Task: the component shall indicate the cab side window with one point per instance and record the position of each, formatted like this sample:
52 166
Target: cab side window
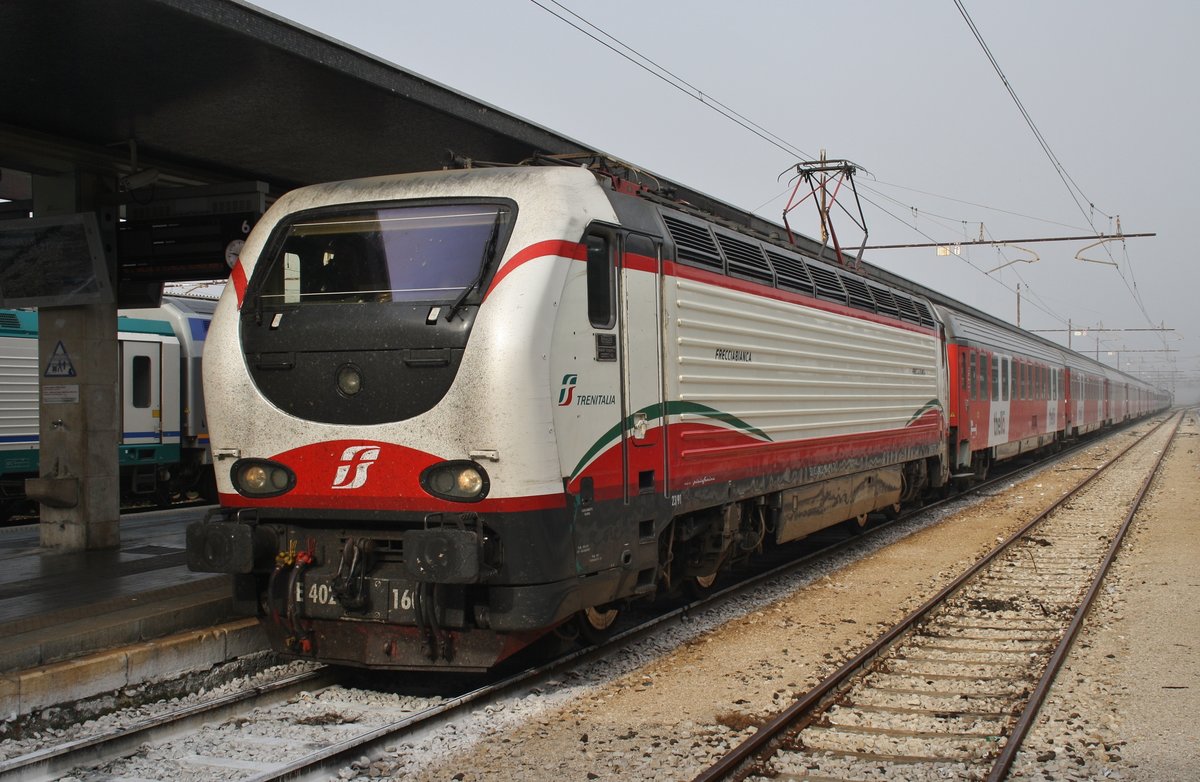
601 282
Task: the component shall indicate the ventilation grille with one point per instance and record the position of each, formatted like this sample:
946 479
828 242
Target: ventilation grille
791 274
697 245
857 292
745 259
694 244
885 302
828 286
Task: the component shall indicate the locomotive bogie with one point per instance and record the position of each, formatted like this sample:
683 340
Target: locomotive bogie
551 397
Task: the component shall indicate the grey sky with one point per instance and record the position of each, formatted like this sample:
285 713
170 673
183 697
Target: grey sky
905 91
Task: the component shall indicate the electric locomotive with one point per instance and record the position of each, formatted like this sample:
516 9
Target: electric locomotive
453 411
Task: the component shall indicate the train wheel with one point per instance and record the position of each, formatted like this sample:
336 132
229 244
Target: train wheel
597 624
700 585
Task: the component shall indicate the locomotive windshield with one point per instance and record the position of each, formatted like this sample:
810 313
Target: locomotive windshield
414 254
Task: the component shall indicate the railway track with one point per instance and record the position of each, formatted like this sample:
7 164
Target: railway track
951 691
324 725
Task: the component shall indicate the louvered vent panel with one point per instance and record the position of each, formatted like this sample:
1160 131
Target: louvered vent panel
791 274
827 282
745 259
909 308
923 313
694 244
859 295
885 301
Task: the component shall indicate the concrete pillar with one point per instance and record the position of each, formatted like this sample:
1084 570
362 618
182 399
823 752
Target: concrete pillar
78 482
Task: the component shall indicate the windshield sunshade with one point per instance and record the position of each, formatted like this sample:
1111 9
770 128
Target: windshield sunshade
417 254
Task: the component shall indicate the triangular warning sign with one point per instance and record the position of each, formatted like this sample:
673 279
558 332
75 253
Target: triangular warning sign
60 364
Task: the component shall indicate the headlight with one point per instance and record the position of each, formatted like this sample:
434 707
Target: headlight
349 379
459 481
259 477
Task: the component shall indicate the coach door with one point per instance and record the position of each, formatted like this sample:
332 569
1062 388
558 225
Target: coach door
141 392
641 362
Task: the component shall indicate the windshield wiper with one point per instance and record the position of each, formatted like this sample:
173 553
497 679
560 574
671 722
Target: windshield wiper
489 248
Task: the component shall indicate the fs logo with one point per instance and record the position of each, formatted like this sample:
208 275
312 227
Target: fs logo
567 393
352 473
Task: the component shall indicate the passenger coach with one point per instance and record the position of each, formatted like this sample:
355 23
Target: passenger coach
455 410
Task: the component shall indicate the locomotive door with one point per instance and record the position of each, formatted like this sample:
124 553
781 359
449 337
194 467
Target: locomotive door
141 392
641 367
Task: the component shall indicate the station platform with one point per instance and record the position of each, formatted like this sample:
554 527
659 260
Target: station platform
78 624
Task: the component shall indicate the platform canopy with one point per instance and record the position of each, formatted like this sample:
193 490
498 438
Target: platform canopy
217 90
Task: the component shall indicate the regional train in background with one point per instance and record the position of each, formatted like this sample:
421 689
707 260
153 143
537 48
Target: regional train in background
163 444
453 411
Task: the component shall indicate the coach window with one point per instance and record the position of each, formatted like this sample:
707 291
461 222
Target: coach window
141 370
601 282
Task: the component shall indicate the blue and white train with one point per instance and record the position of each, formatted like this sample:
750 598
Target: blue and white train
163 444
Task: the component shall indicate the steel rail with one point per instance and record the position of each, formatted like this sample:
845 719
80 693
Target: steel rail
51 763
771 733
1025 722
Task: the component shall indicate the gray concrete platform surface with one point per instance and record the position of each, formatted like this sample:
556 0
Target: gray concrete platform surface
78 624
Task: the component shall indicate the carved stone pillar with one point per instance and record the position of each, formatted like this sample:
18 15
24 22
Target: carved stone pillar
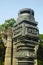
8 59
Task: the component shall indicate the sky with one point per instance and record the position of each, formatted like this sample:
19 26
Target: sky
9 9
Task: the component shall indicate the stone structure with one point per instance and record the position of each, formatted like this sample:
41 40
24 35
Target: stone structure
22 43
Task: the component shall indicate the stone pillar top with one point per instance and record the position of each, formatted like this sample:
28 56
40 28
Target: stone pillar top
26 10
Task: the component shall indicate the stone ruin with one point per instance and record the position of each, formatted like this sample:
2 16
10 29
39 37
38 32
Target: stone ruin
22 40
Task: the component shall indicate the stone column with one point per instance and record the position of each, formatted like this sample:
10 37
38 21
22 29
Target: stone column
14 55
8 49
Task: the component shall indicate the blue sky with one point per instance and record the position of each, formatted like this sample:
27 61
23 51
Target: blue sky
9 9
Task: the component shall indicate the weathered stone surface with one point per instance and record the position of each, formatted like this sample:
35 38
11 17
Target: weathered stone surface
22 40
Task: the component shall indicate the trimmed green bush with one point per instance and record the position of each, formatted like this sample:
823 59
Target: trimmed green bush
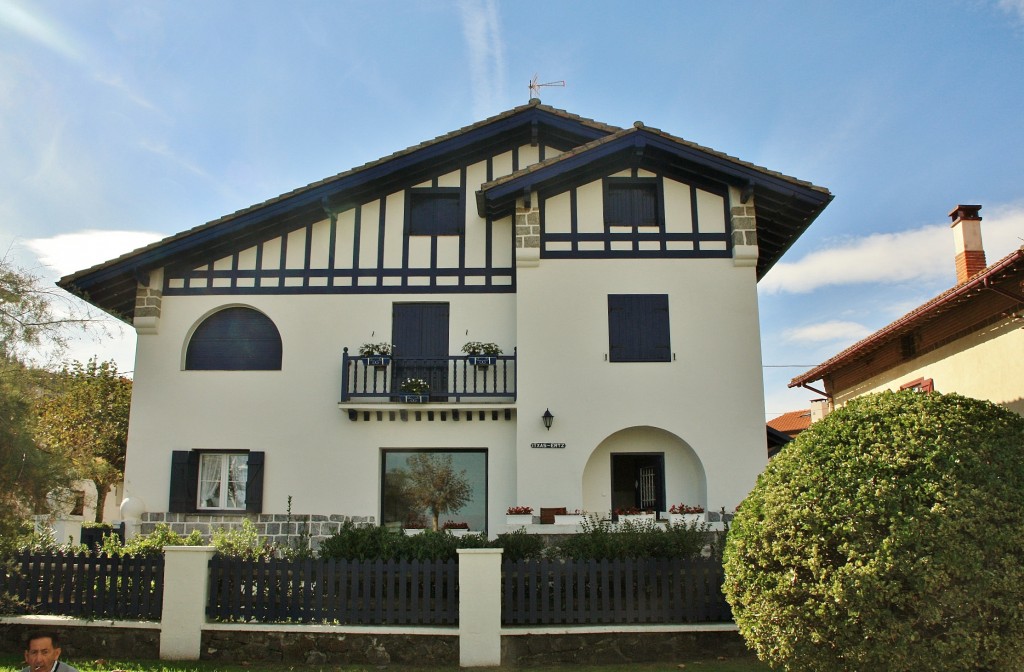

◆ ◆ ◆ ◆ ◆

# [What the task asks]
Put each line of the listing above into a JSON list of strings, with one string per line, no blank lines, and no pictures.

# [Task result]
[
  "Task: the component shall indicate the cab side window with one point per instance and record the position of each, formatted like this sample:",
  "52 166",
  "Target: cab side window",
  "601 282",
  "Task: the component shall indicate the ventilation grille with one point per instance and record the position of each, formatted like this sample:",
  "946 479",
  "828 242",
  "Target: ventilation grille",
  "791 274",
  "697 245",
  "857 292",
  "745 259",
  "694 244",
  "885 302",
  "828 286",
  "Task: the component shall indicate the locomotive bogie with one point per instance and record the position of each, formatted like this sample:",
  "683 340",
  "Target: locomotive bogie",
  "551 397",
  "Task: the component shall indicate the grey sky with one point per instance and record the position of each, formatted like this sample:",
  "285 713",
  "170 673",
  "183 697",
  "Target: grey sky",
  "905 91",
  "Task: the component shall indicate the electric locomotive with one point per instance and record the position of each, formatted like this sample:",
  "516 9",
  "Target: electric locomotive",
  "453 411",
  "Task: the component shall indicate the train wheel with one point per instance and record the position of each, formatted like this sample:",
  "336 132",
  "229 244",
  "Target: train wheel",
  "597 624",
  "700 585",
  "Task: the component shall indicate the locomotive windshield with one point per instance and record the position of each, formatted like this sample:",
  "810 313",
  "Target: locomotive windshield",
  "414 254",
  "Task: the component shall indicate the railway track with one point per instance and record the position of each, formatted like this sample:",
  "7 164",
  "Target: railway track",
  "951 691",
  "324 725",
  "Task: the component shall indicate the louvered vent panel with one point per instance and record the position of each, formatted like this sample:",
  "1160 131",
  "Target: louvered vent panel",
  "791 274",
  "827 282",
  "745 259",
  "909 308",
  "923 313",
  "694 244",
  "859 295",
  "885 301",
  "Task: the component shall indicate the concrete pillar with one point per instance and record the position of each, formatted like this sample:",
  "1084 570",
  "362 618",
  "182 399",
  "823 752",
  "Target: concrete pillar",
  "78 482",
  "Task: the component shall indicate the windshield sunshade with one point per instance and record the position of each, formatted like this sample:",
  "1111 9",
  "770 128",
  "Target: windshield sunshade",
  "417 254",
  "Task: the component shall indicate the triangular warning sign with one point per instance and record the position of each, formatted like this sample:",
  "673 279",
  "558 332",
  "75 253",
  "Target: triangular warning sign",
  "60 364",
  "Task: the component shall indicate the headlight with one point per instance and record the position of each, formatted like this sample:",
  "434 707",
  "Target: headlight",
  "349 379",
  "459 481",
  "259 477",
  "Task: the component shall indicate the coach door with one point per instance and record the position of each, formatted like this sample:",
  "332 569",
  "1062 388",
  "558 225",
  "Target: coach door",
  "141 392",
  "641 362",
  "Task: the component shall indicate the windshield wiper with one point per instance and record the position of each, formatted like this sample:",
  "173 553",
  "497 679",
  "560 574",
  "671 722",
  "Target: windshield wiper",
  "489 248",
  "Task: the component shall indicate the fs logo with one point per instance and record the position of each, formatted like this sample:",
  "208 275",
  "312 227",
  "Target: fs logo",
  "567 393",
  "352 473",
  "Task: the component shall indicate the passenger coach with one point per instance and record the position of each, formatted like this sample:",
  "355 23",
  "Target: passenger coach",
  "455 410",
  "Task: the component shall indicate the locomotive door with one point per instance and record the position of each, formatted like this sample:",
  "124 553",
  "781 359",
  "449 337",
  "194 467",
  "Target: locomotive door",
  "141 392",
  "641 367",
  "Task: the component shall indicate the station platform with one point per instance and record the position of each, formatted like this sample:",
  "554 527",
  "659 260",
  "Target: station platform",
  "78 624",
  "Task: the component shall indicate the platform canopy with one point per instance and record the position of each, formatted like this sample:",
  "193 490",
  "498 438",
  "Target: platform canopy",
  "217 90",
  "Task: the component shall indicate the regional train in background with one point per instance and record the position of each, formatted like this sample:",
  "421 689",
  "707 260",
  "153 143",
  "537 48",
  "Target: regional train in background",
  "163 444",
  "453 411",
  "Task: the component shall indicate the coach window with one point per instance and record the position of each, formatted like this sample:",
  "707 291",
  "461 222",
  "Target: coach window",
  "141 370",
  "601 282",
  "Task: the component shall indicate the blue and white train with one point per instance and record the position of each, formatted like this sample:",
  "750 598",
  "Target: blue and white train",
  "163 444",
  "Task: the component shall indicate the steel rail with one point per instance and record the position of each, formatted like this sample:",
  "845 719",
  "80 693",
  "Target: steel rail",
  "51 763",
  "771 733",
  "1025 722",
  "Task: the component shall indicate the gray concrete platform surface with one point per instance and record the position of each, formatted like this sample:",
  "556 0",
  "Target: gray concrete platform surface",
  "78 624",
  "Task: the component shall indicate the carved stone pillar with one point per instance and record the position of each, formatted like this sample:",
  "18 15",
  "24 22",
  "Target: carved stone pillar",
  "8 59",
  "Task: the component shall indicate the sky with one point per instance and record the position of each, formatted like this sample:",
  "19 26",
  "Target: sky",
  "9 9",
  "Task: the component shall indicate the stone structure with one point per instance and record the position of each, formatted like this sample:",
  "41 40",
  "24 35",
  "Target: stone structure",
  "22 43",
  "Task: the component shall indicate the stone pillar top with one point per instance and record the position of each, formatted like this sample:",
  "28 56",
  "40 28",
  "Target: stone pillar top",
  "26 10",
  "Task: the component shall indicate the stone ruin with one point per instance and record the position of each, formatted like this sample:",
  "2 16",
  "10 29",
  "39 37",
  "38 32",
  "Target: stone ruin",
  "22 40",
  "Task: the component shall indicate the stone column with one point per instance and record the position of each, formatted like this sample:",
  "10 37",
  "38 21",
  "22 29",
  "Target: stone column",
  "14 55",
  "8 49",
  "Task: the component shall indicate the blue sky with one point per instance and record the position of each, formatted like this sample:",
  "27 61",
  "23 51",
  "Target: blue sky",
  "9 9",
  "Task: the component shall indicate the weathered stone surface with one point per instance and record the position of each, formatted like this sample:",
  "35 38",
  "11 17",
  "Target: weathered stone surface",
  "22 40",
  "Task: the component shall indicate the trimmed green bush with one point per instance and record the position of each, formatted like this sample:",
  "823 59",
  "Target: trimmed green bush"
]